▶ **Challenge**
Change "small rock" to "pebble" everywhere in the items from the start through the line containing "point(290, 164)", and leave all else as it is. Omit the pictures from your answer.

Items excerpted from a collection:
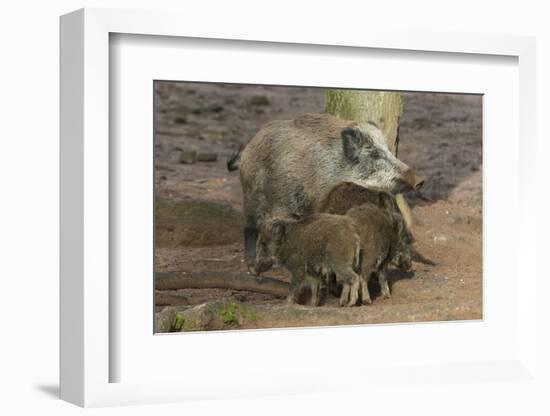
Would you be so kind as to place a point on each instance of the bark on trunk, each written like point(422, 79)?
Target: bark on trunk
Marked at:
point(379, 107)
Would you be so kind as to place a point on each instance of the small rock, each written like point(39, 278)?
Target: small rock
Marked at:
point(207, 157)
point(214, 108)
point(259, 100)
point(188, 157)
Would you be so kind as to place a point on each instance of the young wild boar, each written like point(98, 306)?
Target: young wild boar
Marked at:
point(345, 196)
point(383, 239)
point(311, 248)
point(289, 165)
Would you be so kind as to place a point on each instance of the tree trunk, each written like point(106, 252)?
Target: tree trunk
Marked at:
point(379, 107)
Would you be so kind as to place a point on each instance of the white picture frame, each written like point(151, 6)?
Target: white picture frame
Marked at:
point(86, 352)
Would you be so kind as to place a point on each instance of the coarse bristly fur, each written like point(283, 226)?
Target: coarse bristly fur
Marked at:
point(310, 249)
point(382, 239)
point(347, 195)
point(290, 164)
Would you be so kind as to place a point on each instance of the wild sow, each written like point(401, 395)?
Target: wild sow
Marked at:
point(289, 165)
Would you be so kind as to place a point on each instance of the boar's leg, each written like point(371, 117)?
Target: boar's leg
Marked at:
point(350, 290)
point(315, 286)
point(365, 293)
point(334, 288)
point(296, 282)
point(383, 281)
point(250, 237)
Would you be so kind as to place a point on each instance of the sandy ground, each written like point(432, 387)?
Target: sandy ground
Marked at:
point(198, 215)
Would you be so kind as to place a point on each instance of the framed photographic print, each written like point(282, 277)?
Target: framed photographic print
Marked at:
point(267, 212)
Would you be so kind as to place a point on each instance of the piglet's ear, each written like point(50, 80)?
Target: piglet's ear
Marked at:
point(352, 142)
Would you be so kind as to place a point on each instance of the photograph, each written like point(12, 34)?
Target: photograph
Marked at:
point(294, 207)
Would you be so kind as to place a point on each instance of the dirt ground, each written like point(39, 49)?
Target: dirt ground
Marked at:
point(199, 205)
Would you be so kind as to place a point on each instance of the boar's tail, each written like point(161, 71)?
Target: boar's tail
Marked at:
point(419, 258)
point(234, 160)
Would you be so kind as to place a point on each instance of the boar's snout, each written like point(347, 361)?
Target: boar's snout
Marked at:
point(418, 182)
point(410, 181)
point(262, 265)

▶ **Exercise output**
Would you be so kind as to place a point on each instance of the bark on trunk, each written like point(422, 79)?
Target: bark on trunk
Marked at:
point(379, 107)
Would you be so kind as to place a point on each instance of the pebble, each written like point(39, 278)?
Target: pebble
Marked at:
point(207, 157)
point(214, 108)
point(259, 100)
point(188, 157)
Would you be so kind as to place a point on each instance of the young wild boar, each written like point(98, 306)?
Target: young wild boar
Marked at:
point(345, 196)
point(383, 239)
point(311, 248)
point(289, 165)
Would you be so kind as to place a point on each instance of the tree trunk, each written like point(106, 252)?
Target: tree trunk
Marked at:
point(379, 107)
Would you be so kind as to place a point on each instance of the white picture frame, each written like point(151, 6)?
Target: white picture frame
Marked at:
point(86, 352)
Would you be so kind as to place a point on each instance of the coarse bristly fur, each written like point(283, 226)?
Target: coarse bristly fur
Marked at:
point(310, 249)
point(382, 239)
point(347, 195)
point(290, 164)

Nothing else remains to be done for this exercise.